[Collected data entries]
= = = =
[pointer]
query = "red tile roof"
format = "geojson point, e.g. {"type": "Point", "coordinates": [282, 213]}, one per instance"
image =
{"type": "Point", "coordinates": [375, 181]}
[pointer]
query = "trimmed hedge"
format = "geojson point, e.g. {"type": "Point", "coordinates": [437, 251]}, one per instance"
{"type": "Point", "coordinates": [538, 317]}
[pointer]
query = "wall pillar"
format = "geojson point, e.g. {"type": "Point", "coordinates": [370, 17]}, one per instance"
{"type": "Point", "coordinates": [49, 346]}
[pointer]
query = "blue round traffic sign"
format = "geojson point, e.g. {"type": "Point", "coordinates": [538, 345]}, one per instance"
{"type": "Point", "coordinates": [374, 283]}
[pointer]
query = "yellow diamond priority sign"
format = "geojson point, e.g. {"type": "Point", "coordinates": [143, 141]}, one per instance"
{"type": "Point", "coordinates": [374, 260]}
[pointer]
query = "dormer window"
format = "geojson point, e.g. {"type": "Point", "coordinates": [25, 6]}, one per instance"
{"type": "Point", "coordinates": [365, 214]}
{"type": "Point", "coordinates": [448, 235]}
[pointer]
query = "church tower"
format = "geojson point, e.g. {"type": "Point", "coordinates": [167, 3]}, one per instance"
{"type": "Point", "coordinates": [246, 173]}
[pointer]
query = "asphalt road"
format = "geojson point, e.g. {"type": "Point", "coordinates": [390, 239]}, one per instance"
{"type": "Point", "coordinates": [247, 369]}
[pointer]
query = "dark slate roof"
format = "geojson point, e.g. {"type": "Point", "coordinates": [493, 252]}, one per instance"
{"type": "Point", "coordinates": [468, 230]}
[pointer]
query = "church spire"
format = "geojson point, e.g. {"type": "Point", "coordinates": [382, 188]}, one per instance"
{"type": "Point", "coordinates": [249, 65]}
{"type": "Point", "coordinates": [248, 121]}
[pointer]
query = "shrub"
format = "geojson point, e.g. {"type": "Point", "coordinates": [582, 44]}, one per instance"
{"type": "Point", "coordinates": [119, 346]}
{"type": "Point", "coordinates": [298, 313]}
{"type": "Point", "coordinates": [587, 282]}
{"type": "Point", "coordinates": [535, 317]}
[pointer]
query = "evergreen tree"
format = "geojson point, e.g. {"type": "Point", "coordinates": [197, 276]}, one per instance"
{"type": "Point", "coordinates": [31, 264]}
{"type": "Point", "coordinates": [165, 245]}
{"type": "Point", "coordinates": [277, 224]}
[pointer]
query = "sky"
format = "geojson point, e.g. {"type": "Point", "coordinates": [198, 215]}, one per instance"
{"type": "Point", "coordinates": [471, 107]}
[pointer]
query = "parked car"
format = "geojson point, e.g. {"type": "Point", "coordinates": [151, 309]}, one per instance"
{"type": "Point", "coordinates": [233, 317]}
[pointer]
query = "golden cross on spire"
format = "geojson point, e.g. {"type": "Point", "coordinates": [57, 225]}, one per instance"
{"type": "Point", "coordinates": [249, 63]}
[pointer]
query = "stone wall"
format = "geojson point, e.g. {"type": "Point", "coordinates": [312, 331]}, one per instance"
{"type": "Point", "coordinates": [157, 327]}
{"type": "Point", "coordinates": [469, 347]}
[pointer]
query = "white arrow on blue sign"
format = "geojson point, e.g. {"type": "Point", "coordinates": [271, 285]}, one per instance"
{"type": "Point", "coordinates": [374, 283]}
= = = =
_DIRECTIONS FOR THIS TASK_
Each entry is to be returned in full, character for character.

_EXERCISE SOLUTION_
[pointer]
query = "red tile roof"
format = "geojson point, e.g. {"type": "Point", "coordinates": [282, 213]}, one per instance"
image =
{"type": "Point", "coordinates": [375, 181]}
[pointer]
query = "trimmed hedge"
format = "geojson point, e.g. {"type": "Point", "coordinates": [437, 251]}, one per instance"
{"type": "Point", "coordinates": [538, 317]}
[pointer]
query = "wall pillar"
format = "geojson point, e.g. {"type": "Point", "coordinates": [370, 17]}, one per instance"
{"type": "Point", "coordinates": [49, 346]}
[pointer]
query = "blue round traffic sign"
format = "geojson point, e.g. {"type": "Point", "coordinates": [538, 345]}, one per instance"
{"type": "Point", "coordinates": [374, 283]}
[pointer]
query = "yellow diamond priority sign"
format = "geojson point, e.g. {"type": "Point", "coordinates": [143, 141]}, one per instance"
{"type": "Point", "coordinates": [374, 260]}
[pointer]
query = "dormer window"
format = "geojson point, e.g. {"type": "Point", "coordinates": [25, 6]}, one per instance"
{"type": "Point", "coordinates": [365, 214]}
{"type": "Point", "coordinates": [448, 235]}
[pointer]
query = "church tower"
format = "geojson point, e.g. {"type": "Point", "coordinates": [167, 3]}, one per instance"
{"type": "Point", "coordinates": [246, 173]}
[pointer]
query = "asphalt road"
format = "geojson point, e.g. {"type": "Point", "coordinates": [390, 239]}, one per instance"
{"type": "Point", "coordinates": [247, 369]}
[pointer]
query = "dark slate roof"
format = "geojson point, e.g. {"type": "Point", "coordinates": [493, 252]}, one per instance"
{"type": "Point", "coordinates": [468, 230]}
[pointer]
query = "church spire"
format = "geojson point, e.g. {"type": "Point", "coordinates": [382, 188]}, one per instance"
{"type": "Point", "coordinates": [249, 65]}
{"type": "Point", "coordinates": [248, 121]}
[pointer]
query = "shrub"
format = "geojson point, e.g. {"type": "Point", "coordinates": [582, 44]}, one per instance"
{"type": "Point", "coordinates": [119, 346]}
{"type": "Point", "coordinates": [298, 313]}
{"type": "Point", "coordinates": [587, 282]}
{"type": "Point", "coordinates": [535, 317]}
[pointer]
query = "evergreen tree"
format = "geojson point, e.g. {"type": "Point", "coordinates": [197, 276]}, one per instance"
{"type": "Point", "coordinates": [31, 264]}
{"type": "Point", "coordinates": [165, 245]}
{"type": "Point", "coordinates": [277, 224]}
[pointer]
query = "sky"
format = "geojson point, e.g. {"type": "Point", "coordinates": [198, 215]}, one per instance"
{"type": "Point", "coordinates": [471, 107]}
[pointer]
query = "parked car"
format = "geojson point, e.g. {"type": "Point", "coordinates": [151, 309]}, one per instance"
{"type": "Point", "coordinates": [233, 317]}
[pointer]
query = "golden cross on spire"
format = "geojson point, e.g. {"type": "Point", "coordinates": [57, 225]}, one per instance"
{"type": "Point", "coordinates": [249, 63]}
[pointer]
query = "stone wall"
format = "geojson point, e.g. {"type": "Point", "coordinates": [312, 331]}, one per instance"
{"type": "Point", "coordinates": [157, 327]}
{"type": "Point", "coordinates": [469, 347]}
[pointer]
query = "white arrow on blue sign"
format = "geojson point, e.g. {"type": "Point", "coordinates": [271, 285]}, one per instance"
{"type": "Point", "coordinates": [374, 283]}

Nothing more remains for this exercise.